"""

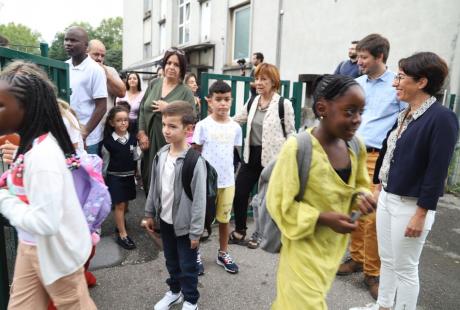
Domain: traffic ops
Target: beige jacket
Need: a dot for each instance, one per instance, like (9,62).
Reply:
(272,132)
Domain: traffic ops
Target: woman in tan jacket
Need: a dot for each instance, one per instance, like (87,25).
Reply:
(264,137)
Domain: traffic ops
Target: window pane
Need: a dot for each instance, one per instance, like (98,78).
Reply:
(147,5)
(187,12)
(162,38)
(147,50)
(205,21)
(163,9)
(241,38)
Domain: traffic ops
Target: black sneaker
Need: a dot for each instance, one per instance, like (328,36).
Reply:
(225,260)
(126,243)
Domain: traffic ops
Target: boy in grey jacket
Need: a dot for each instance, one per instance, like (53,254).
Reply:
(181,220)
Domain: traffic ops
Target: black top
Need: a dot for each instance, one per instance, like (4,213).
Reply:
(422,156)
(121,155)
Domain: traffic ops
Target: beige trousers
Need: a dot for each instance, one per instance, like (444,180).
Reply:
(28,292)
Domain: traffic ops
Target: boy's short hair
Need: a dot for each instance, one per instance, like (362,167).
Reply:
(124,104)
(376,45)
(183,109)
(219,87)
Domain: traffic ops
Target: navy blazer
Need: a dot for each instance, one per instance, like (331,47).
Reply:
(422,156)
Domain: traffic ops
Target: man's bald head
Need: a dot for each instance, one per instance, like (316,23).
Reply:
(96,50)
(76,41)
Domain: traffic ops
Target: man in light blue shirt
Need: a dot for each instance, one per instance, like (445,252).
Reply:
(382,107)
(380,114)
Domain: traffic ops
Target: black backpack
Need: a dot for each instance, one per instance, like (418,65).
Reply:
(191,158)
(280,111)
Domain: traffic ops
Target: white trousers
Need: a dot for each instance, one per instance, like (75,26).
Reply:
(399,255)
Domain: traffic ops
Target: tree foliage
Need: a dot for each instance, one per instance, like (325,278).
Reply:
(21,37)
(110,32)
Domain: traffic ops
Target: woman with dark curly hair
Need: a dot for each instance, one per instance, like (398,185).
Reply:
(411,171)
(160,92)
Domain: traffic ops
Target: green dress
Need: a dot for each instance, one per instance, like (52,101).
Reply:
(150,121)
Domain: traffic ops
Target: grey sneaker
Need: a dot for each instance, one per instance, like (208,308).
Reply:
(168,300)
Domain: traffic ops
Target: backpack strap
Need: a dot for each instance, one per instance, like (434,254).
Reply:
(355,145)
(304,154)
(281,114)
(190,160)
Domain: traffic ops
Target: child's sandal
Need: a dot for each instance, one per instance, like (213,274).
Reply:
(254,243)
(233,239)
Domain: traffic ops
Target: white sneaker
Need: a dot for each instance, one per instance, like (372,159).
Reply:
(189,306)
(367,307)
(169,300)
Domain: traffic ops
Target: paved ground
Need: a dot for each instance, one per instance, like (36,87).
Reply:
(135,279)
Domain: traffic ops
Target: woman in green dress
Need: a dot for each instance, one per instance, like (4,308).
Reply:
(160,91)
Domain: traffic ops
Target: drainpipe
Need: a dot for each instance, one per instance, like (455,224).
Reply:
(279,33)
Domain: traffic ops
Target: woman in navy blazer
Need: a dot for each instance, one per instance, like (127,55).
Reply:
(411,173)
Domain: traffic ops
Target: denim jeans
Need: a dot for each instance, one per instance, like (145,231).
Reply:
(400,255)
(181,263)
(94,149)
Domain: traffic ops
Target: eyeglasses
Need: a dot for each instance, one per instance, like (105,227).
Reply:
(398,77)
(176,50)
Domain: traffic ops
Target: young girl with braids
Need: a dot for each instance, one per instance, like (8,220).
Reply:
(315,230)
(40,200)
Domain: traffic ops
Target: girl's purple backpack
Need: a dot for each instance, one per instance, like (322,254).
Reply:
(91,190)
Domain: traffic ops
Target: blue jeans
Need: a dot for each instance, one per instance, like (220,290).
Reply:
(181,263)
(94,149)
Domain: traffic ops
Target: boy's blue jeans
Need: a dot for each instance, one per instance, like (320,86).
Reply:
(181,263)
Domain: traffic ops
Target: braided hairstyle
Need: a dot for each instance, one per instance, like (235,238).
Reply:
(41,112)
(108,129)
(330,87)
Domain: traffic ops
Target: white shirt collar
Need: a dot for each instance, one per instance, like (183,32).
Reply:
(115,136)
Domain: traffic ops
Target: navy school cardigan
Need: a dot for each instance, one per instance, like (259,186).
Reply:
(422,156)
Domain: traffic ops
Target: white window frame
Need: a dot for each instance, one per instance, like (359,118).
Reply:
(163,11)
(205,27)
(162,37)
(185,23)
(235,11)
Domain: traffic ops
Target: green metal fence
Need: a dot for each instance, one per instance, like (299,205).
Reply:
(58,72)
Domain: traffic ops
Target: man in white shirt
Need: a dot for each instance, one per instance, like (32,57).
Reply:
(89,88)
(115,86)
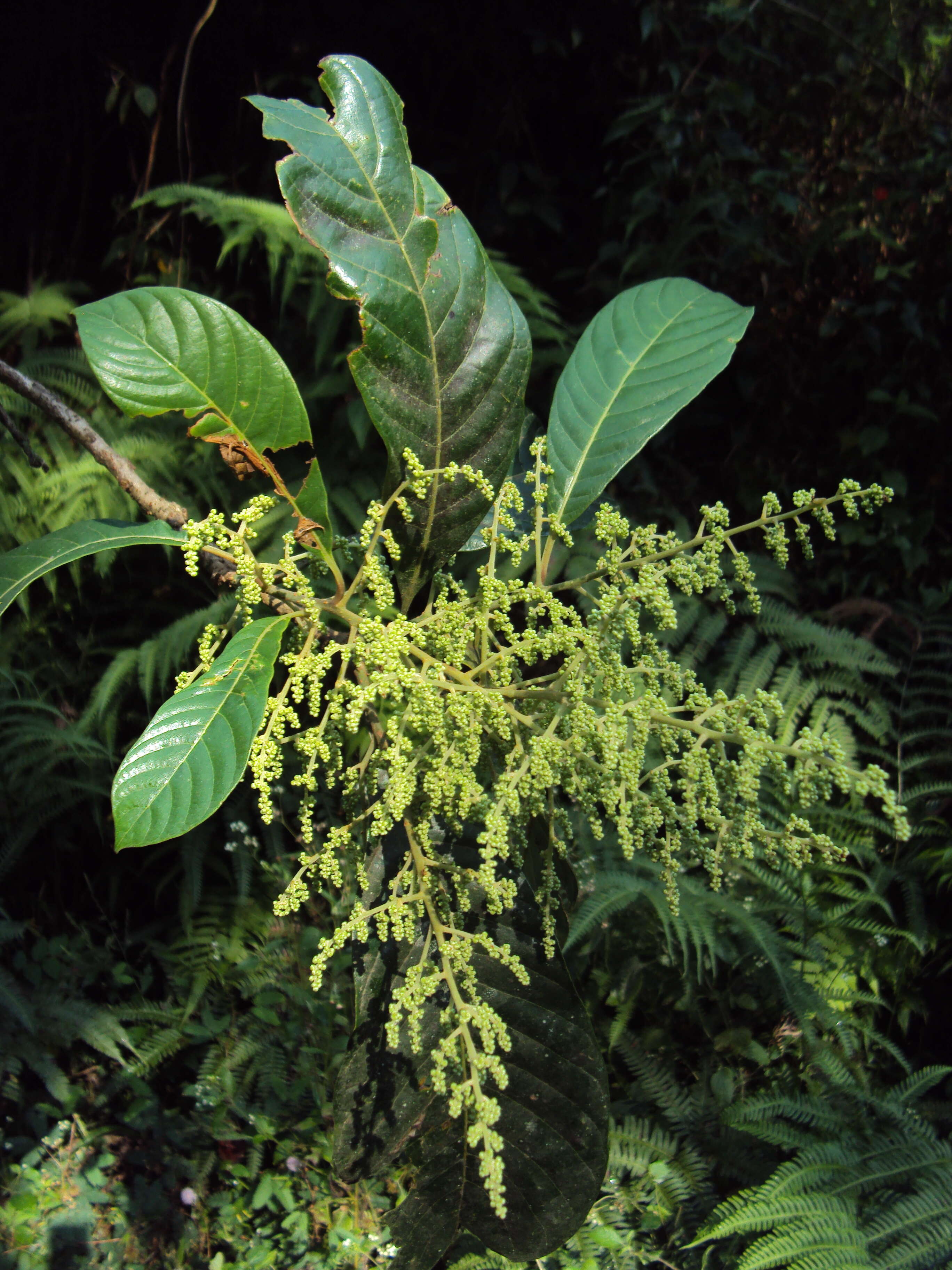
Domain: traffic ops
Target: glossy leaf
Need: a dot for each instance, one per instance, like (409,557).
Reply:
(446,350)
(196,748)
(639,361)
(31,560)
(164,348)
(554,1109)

"""

* Task to carry out *
Can the entries above be repeated exactly, without their pictures?

* The completed task *
Domain: traffic ops
Target: beige jacket
Need: a dot for each instance, one per instance, like (9,62).
Reply:
(272,132)
Domain: traffic ops
Target: woman in tan jacket
Need: a dot for each instance, one per instance, like (87,25).
Reply:
(264,137)
Domain: traffic ops
Target: window pane
Need: a dot for each instance, one per instance, like (98,78).
Reply:
(147,5)
(187,12)
(162,38)
(147,50)
(205,21)
(163,9)
(241,38)
Domain: traffic ops
Target: black sneaker
Need: a dot for each instance, one per instance, like (328,36).
Reply:
(225,260)
(126,243)
Domain: traffic ops
Target: boy in grey jacket
Need: a dot for each instance, one per instance, like (53,254).
Reply:
(181,220)
Domain: traffic ops
Target: black top
Need: a dot for each instance, one per instance, like (4,213).
Reply:
(422,156)
(121,155)
Domain: traffic ops
Target: beige trousers
Need: a dot for each instance, one per instance, like (444,180).
Reply:
(28,292)
Domain: traffic ops
Target: boy's short hair
Need: a dot for each instance, one per instance, like (362,167).
Reply:
(124,104)
(376,45)
(183,109)
(219,87)
Domain: traffic ops
Target: navy blazer
Need: a dot for each instance, one per instance, like (331,47).
Reply:
(422,156)
Domain: traffic ops
Target: man's bald head
Need: a dot for each instance, one per instance, like (316,23).
Reply:
(96,50)
(76,41)
Domain: traffic ops
Target: man in light blue shirt
Need: a dot for each instance, one per instance, like (445,252).
Reply:
(382,107)
(380,114)
Domain: traffic ops
Target: black backpack
Need: a dot for each instance, one per instance, like (418,65).
Reply:
(191,158)
(280,111)
Domain: traffic ops
Target: white trousers
Need: a dot for each instance, one per instance, like (75,26).
Reply:
(399,255)
Domain: traffic ops
Target: tree foliage
Need: a dot for each instance, one per instance, like (325,278).
Reply:
(21,37)
(110,32)
Domain: traffic ops
Target: woman with dark curly hair
Need: a dot for each instance, one per instance, like (398,185).
Reply:
(411,171)
(160,92)
Domain: traffic ops
Target: green dress
Need: a dot for each instance, one per instance, like (52,101).
Reply:
(150,121)
Domain: traffic ops
Target: grey sneaker
Need: a dot for each instance, one per instance, like (208,308).
Reply:
(168,300)
Domain: traffic ops
Target: backpack strap
Need: a dot for each instance, one per instance, like (434,254).
Reply:
(355,145)
(304,154)
(281,114)
(190,160)
Domain: traffic ops
Target: child's sandal
Need: a dot for each instance, one per instance, like (213,274).
Reply:
(254,243)
(233,239)
Domain: traffic ops
Target: white sneaker
Need: a dot for each instance, one per instance, like (372,159).
Reply:
(189,306)
(367,307)
(169,300)
Domain: traffic ops
Target: paved ground
Need: a dot for each instance, one per instance, like (36,87).
Reply:
(135,279)
Domain: traffic ops
Target: woman in green dress
Need: a dot for each instance, one per instance, like (4,308).
Reply:
(160,91)
Domain: traffic ops
Target: drainpipe
Need: a dot for each instance, one per instance, like (455,224).
Reply:
(279,33)
Domain: traffic ops
Target: woman in navy blazer
Need: a dot for each instance, one per instance, like (127,55).
Reply:
(411,173)
Domain: traffic ops
Target: denim jeans
Need: a dot for each instance, one per instance, like (145,231).
Reply:
(400,255)
(181,263)
(94,149)
Domain: traffic ops
Target: eyeglasses
Need: a dot for each instance, one per instance, like (105,227).
Reply:
(398,77)
(176,50)
Domain: traffic ops
Target: young girl with braids
Need: a dot for each instance, one per instance, like (8,220).
Reply:
(315,230)
(40,200)
Domain: traffic ops
Target: girl's purple backpack
Need: a dot for each instance, one per instance, like (322,254).
Reply:
(91,190)
Domain: traffic ops
Target: blue jeans
Need: a dot for each instance, one per instance, like (220,290).
Reply:
(181,263)
(94,149)
Domain: traffic ops
Target: boy's blue jeans
Need: a dot for each instance, one per instance, like (320,86).
Reply:
(181,263)
Domain: traffic ops
Target: braided hairstyle
Need: a dot for each instance, one per instance, like (235,238).
Reply:
(41,112)
(108,129)
(330,87)
Domain: traffic ops
Target: white shirt collar
Need: a dot for each instance, one per instance, like (183,32).
Reply:
(115,136)
Domain: traffic ops
Target: navy school cardigan
Need: a dot for each instance, one per instance, like (259,186).
Reply:
(422,156)
Domain: traffic ops
Target: white window frame
Need: a dot for each instance, one per instance, like (359,118).
Reply:
(163,11)
(205,27)
(162,37)
(185,23)
(235,11)
Domain: traffic ops
Target: green metal fence
Need: a dot for each instance, one per instance, like (299,205).
Reply:
(58,72)
Domain: traffic ops
Target: man in white shirt
Need: a dot for each instance, one per instance, like (32,57).
Reply:
(89,88)
(115,86)
Domain: traffic ops
Target: glossy leaf
Need: a dot for each instance, one per instance, like (409,557).
Reply:
(446,350)
(196,748)
(639,361)
(31,560)
(164,348)
(554,1109)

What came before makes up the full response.